* **Set problem**:
Report how many lines in the material below contain the string "mirror", counting only matches with the same capitalization. Give the number alone.

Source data

— Begin —

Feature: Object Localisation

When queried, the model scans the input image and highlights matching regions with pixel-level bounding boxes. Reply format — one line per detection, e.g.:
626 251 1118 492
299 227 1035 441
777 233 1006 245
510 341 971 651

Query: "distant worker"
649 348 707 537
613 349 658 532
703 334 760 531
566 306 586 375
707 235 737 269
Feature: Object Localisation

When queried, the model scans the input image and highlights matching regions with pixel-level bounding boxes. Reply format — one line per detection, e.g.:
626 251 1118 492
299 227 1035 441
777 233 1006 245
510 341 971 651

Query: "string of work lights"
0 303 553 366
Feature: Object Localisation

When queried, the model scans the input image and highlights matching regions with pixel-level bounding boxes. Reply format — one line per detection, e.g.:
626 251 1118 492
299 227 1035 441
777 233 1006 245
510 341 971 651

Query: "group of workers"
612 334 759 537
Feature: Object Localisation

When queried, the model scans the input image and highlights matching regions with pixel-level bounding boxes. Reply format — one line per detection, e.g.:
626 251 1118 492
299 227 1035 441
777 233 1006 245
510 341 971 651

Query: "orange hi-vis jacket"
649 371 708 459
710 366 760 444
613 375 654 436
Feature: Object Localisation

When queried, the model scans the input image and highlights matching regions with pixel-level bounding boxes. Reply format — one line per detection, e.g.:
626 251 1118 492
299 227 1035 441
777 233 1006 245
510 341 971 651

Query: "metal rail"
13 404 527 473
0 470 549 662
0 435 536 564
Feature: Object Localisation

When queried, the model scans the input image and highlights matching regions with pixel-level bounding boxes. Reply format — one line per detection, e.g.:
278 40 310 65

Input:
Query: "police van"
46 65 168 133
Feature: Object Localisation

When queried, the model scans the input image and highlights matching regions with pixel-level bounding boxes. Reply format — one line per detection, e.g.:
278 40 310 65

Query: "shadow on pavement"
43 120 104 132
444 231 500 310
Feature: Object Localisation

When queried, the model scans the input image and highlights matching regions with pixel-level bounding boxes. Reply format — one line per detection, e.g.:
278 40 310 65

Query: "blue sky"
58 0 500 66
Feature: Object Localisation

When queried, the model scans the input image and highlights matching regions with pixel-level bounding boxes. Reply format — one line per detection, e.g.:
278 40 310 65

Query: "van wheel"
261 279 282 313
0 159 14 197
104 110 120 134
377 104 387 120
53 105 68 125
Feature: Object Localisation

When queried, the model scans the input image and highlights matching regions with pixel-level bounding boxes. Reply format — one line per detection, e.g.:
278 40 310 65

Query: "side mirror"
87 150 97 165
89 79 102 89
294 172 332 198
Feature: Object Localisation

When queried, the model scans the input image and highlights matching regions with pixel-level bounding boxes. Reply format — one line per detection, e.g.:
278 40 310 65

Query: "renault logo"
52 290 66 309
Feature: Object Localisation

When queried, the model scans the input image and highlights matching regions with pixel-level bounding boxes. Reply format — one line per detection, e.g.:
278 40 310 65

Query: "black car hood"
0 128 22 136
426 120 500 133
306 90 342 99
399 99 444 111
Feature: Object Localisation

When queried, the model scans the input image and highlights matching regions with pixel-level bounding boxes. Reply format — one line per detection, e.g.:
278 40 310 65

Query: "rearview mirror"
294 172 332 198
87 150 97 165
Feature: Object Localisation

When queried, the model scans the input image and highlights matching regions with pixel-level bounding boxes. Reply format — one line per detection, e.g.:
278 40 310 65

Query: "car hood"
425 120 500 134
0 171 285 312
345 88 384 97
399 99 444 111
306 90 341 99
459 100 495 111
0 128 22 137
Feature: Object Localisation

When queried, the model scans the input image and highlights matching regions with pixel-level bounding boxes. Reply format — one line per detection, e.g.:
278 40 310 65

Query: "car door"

— End —

* **Solution to this task**:
2